* _EXCERPTED TEXT_:
Crude Oil Outlook Mired by Stimulus Deal as Libya Lifts Supply
OIL PRICE OUTLOOK: CRUDE OIL THREATENED BY FAILED STIMULUS TALKS AMID RISING OIL PRODUCTION PROSPECTS
- Crude oil prices dropped about 3% during Monday trade as commodities recoil lower
- Bearish headlines pointing to higher global oil supply likely explain the downward move
- Oil volatility looks largely fueled by market sentiment surrounding fiscal stimulus talks
Oil price action has succumbed to renewed selling pressure over the last two trading sessions. Crude oil now fluctuates back below the $40.00-price level after today’s near 3% decline extended Friday’s 1.4% slide. Recent weakness underpinning crude oil prices seemingly corresponds with bearish headwinds that stem from easing supply blocks in Norway and Libya, which opens up the door to potential for a material rise in global oil production.
CRUDE OIL PRICE CHART: DAILY TIME FRAME (27 MAY TO 12 OCT 2020)
This threatens to undermine crude oil supply-demand imbalances as global oil demand stagnates and supply from major oil producers comes back online. Meanwhile, recent crude oil price action hints at the possibility of further downside following the latest rejection of its 50-day simple moving average. The relative strength index seems to be pointing lower again as well.

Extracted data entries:
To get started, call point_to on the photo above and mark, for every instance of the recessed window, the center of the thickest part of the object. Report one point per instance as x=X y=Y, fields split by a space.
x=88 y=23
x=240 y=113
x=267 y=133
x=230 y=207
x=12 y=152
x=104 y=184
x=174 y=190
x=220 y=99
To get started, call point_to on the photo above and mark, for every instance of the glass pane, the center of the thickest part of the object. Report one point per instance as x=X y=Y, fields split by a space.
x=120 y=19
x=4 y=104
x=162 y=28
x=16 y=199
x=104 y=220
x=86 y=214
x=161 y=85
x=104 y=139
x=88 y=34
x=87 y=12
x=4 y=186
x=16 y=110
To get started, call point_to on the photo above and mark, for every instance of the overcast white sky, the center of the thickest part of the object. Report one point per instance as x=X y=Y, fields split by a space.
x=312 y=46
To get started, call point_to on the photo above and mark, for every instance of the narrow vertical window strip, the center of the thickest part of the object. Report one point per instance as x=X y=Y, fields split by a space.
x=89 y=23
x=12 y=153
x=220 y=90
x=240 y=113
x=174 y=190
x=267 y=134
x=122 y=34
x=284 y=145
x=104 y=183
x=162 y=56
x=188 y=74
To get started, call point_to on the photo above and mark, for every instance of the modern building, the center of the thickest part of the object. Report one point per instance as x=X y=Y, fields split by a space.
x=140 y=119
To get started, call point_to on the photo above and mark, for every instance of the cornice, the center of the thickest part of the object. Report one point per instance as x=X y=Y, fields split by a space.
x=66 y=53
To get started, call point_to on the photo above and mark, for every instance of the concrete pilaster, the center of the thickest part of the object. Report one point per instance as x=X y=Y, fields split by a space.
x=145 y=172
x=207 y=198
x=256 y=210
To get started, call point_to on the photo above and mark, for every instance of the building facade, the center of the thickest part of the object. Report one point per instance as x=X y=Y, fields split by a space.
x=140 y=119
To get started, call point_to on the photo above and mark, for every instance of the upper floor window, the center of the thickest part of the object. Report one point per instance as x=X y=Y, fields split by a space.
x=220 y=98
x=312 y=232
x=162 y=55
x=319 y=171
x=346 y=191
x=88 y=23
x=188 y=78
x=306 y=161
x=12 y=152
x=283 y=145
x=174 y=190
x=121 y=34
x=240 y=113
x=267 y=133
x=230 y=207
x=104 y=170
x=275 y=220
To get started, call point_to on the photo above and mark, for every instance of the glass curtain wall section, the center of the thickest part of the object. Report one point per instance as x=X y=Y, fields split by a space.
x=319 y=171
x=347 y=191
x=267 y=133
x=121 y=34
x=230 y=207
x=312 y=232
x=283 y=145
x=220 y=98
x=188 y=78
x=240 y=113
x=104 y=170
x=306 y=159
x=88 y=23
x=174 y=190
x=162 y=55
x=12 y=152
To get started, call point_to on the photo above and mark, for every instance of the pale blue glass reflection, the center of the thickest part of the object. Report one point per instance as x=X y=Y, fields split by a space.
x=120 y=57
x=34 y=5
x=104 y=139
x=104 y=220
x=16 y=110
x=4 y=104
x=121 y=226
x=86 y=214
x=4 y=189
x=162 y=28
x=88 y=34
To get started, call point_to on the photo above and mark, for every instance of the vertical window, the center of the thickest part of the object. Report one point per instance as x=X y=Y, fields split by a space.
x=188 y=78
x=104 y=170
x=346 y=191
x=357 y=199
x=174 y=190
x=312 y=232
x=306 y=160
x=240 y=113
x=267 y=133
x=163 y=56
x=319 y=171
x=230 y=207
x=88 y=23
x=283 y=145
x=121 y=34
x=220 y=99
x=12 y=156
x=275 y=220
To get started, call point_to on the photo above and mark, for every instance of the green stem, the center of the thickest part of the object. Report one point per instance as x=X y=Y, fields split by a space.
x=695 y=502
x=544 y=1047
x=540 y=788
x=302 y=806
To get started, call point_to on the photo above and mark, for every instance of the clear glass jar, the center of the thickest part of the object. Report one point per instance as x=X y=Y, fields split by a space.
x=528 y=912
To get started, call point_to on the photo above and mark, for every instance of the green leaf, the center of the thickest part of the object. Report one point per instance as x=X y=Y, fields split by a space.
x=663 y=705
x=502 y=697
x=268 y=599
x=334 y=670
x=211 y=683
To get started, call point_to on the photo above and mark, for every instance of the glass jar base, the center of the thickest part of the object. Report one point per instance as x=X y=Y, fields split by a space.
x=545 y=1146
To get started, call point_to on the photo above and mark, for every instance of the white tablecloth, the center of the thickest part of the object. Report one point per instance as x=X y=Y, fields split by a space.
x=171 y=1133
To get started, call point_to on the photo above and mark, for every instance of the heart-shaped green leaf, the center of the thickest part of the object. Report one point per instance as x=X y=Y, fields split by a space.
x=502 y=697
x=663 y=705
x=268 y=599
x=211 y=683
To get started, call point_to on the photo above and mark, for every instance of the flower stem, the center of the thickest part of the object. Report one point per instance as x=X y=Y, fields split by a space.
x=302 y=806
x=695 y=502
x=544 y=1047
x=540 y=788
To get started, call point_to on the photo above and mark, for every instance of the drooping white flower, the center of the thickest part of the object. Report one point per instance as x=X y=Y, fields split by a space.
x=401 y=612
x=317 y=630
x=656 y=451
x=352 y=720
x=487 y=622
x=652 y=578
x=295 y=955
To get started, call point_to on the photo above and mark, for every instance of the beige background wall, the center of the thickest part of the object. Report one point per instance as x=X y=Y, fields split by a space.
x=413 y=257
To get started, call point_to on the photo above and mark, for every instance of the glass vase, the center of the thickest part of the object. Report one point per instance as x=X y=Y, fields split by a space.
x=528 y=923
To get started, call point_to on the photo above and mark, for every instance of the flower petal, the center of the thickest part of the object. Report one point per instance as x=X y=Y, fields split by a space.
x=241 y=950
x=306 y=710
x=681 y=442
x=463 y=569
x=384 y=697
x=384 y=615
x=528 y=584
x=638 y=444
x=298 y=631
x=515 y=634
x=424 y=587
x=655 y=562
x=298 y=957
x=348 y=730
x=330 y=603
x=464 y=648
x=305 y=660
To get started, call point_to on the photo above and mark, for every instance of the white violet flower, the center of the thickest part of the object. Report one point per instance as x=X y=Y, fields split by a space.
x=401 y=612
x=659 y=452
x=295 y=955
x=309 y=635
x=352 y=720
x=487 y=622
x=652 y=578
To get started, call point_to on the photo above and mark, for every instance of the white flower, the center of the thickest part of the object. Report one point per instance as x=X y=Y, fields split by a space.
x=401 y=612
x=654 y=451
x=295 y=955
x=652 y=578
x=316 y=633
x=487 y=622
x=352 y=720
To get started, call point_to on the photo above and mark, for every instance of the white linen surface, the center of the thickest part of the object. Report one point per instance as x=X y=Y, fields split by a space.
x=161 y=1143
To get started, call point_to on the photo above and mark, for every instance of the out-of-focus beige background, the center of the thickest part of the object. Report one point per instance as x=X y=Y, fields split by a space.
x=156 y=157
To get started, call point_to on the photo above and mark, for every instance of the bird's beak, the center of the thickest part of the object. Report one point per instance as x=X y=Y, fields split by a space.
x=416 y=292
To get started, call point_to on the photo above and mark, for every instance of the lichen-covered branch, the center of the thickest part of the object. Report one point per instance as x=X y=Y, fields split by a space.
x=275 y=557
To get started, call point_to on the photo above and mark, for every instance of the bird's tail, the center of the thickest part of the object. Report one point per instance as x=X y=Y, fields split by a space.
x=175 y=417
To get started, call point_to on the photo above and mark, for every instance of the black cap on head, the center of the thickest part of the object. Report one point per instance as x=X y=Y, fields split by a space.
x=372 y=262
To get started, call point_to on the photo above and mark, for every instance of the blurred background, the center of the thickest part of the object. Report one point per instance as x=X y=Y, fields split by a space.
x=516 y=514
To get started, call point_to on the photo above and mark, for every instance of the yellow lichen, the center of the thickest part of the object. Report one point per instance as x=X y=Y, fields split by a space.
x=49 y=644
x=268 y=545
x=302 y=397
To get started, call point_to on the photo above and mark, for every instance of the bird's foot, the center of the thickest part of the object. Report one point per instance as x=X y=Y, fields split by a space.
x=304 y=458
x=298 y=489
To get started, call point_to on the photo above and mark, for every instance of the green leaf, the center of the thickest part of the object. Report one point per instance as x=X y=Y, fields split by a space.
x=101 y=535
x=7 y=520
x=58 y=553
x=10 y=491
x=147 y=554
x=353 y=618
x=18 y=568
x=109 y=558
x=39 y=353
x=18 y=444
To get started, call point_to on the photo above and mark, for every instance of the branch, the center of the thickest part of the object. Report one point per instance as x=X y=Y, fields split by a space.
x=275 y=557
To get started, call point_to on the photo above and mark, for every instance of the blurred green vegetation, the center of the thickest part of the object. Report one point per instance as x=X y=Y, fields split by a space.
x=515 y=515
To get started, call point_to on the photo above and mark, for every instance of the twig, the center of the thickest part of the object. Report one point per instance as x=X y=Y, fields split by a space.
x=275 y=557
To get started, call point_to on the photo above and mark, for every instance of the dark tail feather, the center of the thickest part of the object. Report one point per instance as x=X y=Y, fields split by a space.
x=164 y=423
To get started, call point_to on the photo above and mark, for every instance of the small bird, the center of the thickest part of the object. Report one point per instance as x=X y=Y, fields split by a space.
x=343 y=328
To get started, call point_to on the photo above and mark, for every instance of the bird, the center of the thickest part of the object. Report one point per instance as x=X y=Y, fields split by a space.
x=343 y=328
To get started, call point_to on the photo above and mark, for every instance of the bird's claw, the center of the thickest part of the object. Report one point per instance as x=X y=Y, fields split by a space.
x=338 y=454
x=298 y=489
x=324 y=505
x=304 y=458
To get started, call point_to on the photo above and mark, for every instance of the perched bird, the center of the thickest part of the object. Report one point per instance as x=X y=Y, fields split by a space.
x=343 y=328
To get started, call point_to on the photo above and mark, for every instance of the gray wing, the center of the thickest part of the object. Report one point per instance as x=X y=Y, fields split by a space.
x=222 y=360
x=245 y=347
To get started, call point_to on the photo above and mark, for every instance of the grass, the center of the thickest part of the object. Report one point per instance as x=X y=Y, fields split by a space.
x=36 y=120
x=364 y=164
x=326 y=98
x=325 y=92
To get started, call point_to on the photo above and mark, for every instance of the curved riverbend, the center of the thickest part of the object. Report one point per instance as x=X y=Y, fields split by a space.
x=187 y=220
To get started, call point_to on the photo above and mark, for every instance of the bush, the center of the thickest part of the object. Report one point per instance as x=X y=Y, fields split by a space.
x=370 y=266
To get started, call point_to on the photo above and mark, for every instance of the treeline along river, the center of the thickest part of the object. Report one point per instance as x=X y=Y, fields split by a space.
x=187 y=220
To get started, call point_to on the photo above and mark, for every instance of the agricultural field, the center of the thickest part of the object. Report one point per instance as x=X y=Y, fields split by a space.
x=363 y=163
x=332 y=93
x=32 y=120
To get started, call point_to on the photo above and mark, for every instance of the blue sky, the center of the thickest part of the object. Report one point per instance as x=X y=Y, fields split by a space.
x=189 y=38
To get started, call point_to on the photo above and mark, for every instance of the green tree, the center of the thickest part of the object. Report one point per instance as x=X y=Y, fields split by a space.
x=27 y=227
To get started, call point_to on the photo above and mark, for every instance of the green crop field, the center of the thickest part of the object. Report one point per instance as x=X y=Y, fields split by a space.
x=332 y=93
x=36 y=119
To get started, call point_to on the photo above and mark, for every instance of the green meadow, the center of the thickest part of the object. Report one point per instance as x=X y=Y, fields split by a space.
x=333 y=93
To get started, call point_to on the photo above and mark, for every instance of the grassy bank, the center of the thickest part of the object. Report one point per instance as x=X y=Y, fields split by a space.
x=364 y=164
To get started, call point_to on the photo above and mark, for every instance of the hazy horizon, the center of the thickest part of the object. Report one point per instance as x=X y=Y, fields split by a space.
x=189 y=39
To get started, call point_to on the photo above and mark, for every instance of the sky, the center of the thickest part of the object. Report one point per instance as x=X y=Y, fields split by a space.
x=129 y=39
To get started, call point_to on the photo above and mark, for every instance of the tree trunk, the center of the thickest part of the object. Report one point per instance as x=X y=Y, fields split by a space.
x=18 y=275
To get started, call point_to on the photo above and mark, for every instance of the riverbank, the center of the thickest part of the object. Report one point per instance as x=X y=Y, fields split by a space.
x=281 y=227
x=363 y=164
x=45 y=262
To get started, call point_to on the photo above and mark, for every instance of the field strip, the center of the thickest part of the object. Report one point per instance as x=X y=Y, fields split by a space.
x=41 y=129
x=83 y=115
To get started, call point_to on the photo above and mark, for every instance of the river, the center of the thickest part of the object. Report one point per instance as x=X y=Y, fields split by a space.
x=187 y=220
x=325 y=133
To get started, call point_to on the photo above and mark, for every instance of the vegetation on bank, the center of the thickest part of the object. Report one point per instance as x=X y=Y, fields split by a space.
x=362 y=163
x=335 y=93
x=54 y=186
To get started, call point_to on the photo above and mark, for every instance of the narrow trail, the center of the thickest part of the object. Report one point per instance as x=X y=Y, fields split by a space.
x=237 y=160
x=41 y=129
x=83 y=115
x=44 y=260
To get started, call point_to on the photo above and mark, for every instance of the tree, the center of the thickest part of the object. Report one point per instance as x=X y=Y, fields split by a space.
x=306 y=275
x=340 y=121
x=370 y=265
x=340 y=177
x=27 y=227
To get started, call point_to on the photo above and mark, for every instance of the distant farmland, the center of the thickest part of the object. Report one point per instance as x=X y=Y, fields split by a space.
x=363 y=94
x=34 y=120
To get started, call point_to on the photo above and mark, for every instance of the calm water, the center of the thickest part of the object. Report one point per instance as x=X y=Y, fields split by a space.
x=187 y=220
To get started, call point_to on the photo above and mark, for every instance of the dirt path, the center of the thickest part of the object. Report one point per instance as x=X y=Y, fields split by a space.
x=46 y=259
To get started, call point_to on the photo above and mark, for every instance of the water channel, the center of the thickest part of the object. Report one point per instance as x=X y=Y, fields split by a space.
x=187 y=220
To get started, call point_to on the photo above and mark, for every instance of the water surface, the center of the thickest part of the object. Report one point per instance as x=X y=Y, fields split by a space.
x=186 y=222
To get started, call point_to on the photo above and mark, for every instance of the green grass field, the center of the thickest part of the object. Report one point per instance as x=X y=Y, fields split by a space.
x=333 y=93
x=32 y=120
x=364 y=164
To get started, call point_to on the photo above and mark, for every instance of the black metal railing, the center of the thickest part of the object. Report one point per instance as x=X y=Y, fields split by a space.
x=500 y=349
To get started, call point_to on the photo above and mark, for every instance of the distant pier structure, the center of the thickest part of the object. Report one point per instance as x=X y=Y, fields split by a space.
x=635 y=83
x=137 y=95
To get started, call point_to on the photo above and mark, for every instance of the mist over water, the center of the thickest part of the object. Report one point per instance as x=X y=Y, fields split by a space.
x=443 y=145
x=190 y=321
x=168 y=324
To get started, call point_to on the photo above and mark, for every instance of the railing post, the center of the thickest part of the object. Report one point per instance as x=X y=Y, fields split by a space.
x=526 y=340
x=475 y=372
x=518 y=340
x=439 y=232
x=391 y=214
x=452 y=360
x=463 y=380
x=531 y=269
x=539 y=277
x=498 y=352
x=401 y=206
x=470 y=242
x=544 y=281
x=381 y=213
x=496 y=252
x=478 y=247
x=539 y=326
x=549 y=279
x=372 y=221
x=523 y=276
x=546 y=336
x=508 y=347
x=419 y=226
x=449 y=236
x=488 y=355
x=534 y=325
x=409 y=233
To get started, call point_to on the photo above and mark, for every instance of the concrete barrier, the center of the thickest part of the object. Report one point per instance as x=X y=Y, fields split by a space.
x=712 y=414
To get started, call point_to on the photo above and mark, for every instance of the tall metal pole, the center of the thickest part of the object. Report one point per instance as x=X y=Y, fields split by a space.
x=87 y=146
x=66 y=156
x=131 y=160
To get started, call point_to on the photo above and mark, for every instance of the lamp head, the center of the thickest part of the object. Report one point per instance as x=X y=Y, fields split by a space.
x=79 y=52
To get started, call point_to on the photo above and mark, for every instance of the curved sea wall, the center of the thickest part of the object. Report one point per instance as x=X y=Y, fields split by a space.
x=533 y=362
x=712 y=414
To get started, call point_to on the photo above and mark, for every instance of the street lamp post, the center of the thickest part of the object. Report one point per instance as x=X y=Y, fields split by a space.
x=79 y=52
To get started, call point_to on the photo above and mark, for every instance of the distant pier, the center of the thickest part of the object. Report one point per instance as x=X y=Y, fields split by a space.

* _PROBLEM_: Rewrite the part of the oil price outlook that opens with the words "CRUDE OIL PRICE CHART: DAILY" and closes with "again as well.", changing "simple moving average" to "exponential moving average". The records are separate material and have no connection to the oil price text.

* _OUTPUT_:
CRUDE OIL PRICE CHART: DAILY TIME FRAME (27 MAY TO 12 OCT 2020)
This threatens to undermine crude oil supply-demand imbalances as global oil demand stagnates and supply from major oil producers comes back online. Meanwhile, recent crude oil price action hints at the possibility of further downside following the latest rejection of its 50-day exponential moving average. The relative strength index seems to be pointing lower again as well.